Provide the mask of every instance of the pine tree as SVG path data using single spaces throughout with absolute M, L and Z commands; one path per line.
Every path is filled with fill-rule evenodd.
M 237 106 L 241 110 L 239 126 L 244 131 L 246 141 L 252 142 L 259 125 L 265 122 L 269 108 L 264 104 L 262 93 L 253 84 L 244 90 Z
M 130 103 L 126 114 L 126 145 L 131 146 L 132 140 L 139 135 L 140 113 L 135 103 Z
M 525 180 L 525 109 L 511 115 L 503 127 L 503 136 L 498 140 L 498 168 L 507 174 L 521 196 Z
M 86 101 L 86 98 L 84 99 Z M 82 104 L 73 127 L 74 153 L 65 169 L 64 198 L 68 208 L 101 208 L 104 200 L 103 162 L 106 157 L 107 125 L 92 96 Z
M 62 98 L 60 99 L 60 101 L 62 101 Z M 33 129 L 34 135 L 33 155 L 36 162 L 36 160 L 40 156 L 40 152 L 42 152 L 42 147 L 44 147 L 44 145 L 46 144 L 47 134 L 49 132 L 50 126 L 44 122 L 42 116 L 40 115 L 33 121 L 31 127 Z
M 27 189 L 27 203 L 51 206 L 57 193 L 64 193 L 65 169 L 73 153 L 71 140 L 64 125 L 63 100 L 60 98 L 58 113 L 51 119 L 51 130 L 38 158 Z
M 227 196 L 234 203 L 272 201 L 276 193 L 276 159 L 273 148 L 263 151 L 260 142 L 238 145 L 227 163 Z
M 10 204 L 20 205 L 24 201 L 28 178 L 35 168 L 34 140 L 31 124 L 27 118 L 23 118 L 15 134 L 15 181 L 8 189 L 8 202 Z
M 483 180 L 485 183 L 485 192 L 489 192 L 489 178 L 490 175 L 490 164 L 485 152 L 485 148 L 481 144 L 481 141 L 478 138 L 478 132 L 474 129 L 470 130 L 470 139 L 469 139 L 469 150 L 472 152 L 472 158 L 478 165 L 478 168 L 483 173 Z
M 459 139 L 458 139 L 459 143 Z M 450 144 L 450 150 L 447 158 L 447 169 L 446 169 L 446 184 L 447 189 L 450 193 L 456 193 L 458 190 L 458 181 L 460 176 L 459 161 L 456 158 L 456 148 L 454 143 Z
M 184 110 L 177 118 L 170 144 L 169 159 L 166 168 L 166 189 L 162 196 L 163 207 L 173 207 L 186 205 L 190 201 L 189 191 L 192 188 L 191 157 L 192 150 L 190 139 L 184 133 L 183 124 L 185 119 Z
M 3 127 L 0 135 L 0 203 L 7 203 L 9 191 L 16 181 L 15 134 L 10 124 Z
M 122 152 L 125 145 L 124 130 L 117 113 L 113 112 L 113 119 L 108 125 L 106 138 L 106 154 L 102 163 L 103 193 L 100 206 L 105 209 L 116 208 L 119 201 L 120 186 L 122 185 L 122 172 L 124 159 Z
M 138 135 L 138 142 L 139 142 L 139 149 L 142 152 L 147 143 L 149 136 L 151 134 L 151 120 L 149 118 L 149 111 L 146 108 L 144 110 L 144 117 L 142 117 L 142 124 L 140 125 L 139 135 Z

○ ○ ○ ○ ○

## JOB
Reproduce the data above, switching "pine tree" to "spruce" and leaving every other character unchanged.

## WRITTEN SOLUTION
Provide the mask of every instance of the spruce as SVG path data using single spaces throughout with absolute M, L and Z commands; one path per line.
Every path is filled with fill-rule evenodd.
M 237 106 L 241 110 L 239 126 L 244 131 L 246 141 L 252 142 L 259 125 L 265 122 L 269 108 L 264 104 L 262 93 L 253 84 L 244 90 Z
M 130 103 L 126 114 L 126 145 L 131 146 L 132 140 L 139 135 L 140 113 L 135 103 Z
M 525 180 L 525 109 L 511 115 L 503 127 L 503 136 L 498 140 L 498 168 L 507 174 L 521 196 Z
M 86 101 L 86 98 L 84 99 Z M 82 104 L 73 127 L 74 153 L 65 169 L 64 198 L 68 208 L 101 208 L 104 200 L 103 162 L 106 157 L 107 125 L 92 96 Z
M 62 98 L 60 99 L 60 101 L 62 101 Z M 33 129 L 34 135 L 33 155 L 36 162 L 36 160 L 40 156 L 40 152 L 42 152 L 42 147 L 44 147 L 44 145 L 46 144 L 47 134 L 49 132 L 50 126 L 44 122 L 42 116 L 40 115 L 33 121 L 31 127 Z
M 27 189 L 27 203 L 51 206 L 57 193 L 64 193 L 65 169 L 73 153 L 71 140 L 64 125 L 63 100 L 60 98 L 58 113 L 51 119 L 51 130 L 38 158 Z
M 227 196 L 234 203 L 272 201 L 276 193 L 276 159 L 273 148 L 263 151 L 260 142 L 238 145 L 227 163 Z
M 10 204 L 20 205 L 24 201 L 28 178 L 35 168 L 34 140 L 31 124 L 27 118 L 23 118 L 15 134 L 15 181 L 8 189 L 8 202 Z
M 483 180 L 485 183 L 485 192 L 489 192 L 489 178 L 490 175 L 490 164 L 485 152 L 485 148 L 481 144 L 481 141 L 478 138 L 478 132 L 474 129 L 470 130 L 470 139 L 469 139 L 469 150 L 472 152 L 472 158 L 478 165 L 478 168 L 483 173 Z
M 459 139 L 458 139 L 459 143 Z M 450 144 L 450 150 L 447 158 L 447 169 L 446 169 L 446 184 L 447 189 L 450 193 L 456 193 L 458 190 L 458 181 L 460 176 L 459 161 L 456 158 L 456 148 L 454 143 Z
M 184 110 L 177 118 L 170 144 L 169 159 L 166 168 L 166 189 L 162 196 L 163 207 L 173 207 L 186 205 L 190 201 L 189 191 L 192 188 L 191 157 L 192 150 L 190 139 L 184 133 L 183 124 L 185 119 Z
M 3 127 L 0 135 L 0 203 L 7 203 L 9 191 L 16 181 L 15 134 L 10 124 Z
M 122 152 L 125 145 L 124 130 L 117 113 L 113 112 L 113 119 L 108 125 L 106 138 L 106 154 L 102 163 L 103 193 L 100 206 L 105 209 L 116 208 L 119 201 L 120 186 L 122 185 L 122 172 L 124 159 Z
M 138 135 L 138 142 L 139 142 L 139 149 L 142 152 L 147 143 L 149 136 L 151 134 L 151 120 L 149 118 L 149 111 L 146 108 L 144 110 L 144 117 L 142 117 L 142 124 L 140 125 L 139 135 Z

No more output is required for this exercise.